┌────────

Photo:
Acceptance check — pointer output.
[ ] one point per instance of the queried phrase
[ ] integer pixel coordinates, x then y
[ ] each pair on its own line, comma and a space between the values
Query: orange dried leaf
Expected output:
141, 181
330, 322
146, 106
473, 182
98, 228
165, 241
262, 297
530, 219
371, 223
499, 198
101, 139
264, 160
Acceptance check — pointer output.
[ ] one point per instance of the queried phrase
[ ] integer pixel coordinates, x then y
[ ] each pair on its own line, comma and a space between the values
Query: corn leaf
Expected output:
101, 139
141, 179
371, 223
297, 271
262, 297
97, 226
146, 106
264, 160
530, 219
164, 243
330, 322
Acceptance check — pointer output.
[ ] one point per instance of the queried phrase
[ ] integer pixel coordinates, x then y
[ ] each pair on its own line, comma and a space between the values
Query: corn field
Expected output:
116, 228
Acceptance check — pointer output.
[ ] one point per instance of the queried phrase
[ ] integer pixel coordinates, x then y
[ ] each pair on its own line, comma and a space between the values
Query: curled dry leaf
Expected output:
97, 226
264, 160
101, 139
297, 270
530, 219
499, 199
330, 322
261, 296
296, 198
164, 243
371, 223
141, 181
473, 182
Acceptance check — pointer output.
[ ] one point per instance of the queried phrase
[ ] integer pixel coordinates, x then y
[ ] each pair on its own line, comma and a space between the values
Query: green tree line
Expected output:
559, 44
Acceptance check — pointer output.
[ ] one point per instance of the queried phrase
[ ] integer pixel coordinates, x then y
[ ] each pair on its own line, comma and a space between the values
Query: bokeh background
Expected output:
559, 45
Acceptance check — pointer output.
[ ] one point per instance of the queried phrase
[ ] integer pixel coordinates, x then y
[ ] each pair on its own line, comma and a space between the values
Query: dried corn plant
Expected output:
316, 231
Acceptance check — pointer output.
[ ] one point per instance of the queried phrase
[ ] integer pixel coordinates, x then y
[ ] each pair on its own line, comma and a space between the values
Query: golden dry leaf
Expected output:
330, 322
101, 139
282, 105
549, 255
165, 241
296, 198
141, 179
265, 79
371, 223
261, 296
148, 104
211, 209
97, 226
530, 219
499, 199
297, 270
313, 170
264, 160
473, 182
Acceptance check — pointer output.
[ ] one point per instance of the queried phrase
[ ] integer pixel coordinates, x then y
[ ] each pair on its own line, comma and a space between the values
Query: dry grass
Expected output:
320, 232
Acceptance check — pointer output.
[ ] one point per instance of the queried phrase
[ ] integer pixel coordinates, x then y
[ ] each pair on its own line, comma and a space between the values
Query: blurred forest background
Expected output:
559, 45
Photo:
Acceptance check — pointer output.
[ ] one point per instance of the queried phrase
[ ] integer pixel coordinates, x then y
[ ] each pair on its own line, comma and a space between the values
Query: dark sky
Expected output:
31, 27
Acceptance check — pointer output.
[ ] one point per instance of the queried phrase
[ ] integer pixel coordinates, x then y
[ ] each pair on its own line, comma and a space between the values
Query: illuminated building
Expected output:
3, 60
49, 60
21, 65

└────────

■ Exercise goal
Pull out every line above that contains the word "Query", and copy each one in full.

■ Expected answer
Query: orange dried leaf
Query: corn leaf
Query: corn field
Query: curled dry leaf
Query: green tree line
Query: bokeh background
Query: dried corn plant
Query: golden dry leaf
Query: dry grass
Query: blurred forest background
Query: dark sky
Query: illuminated building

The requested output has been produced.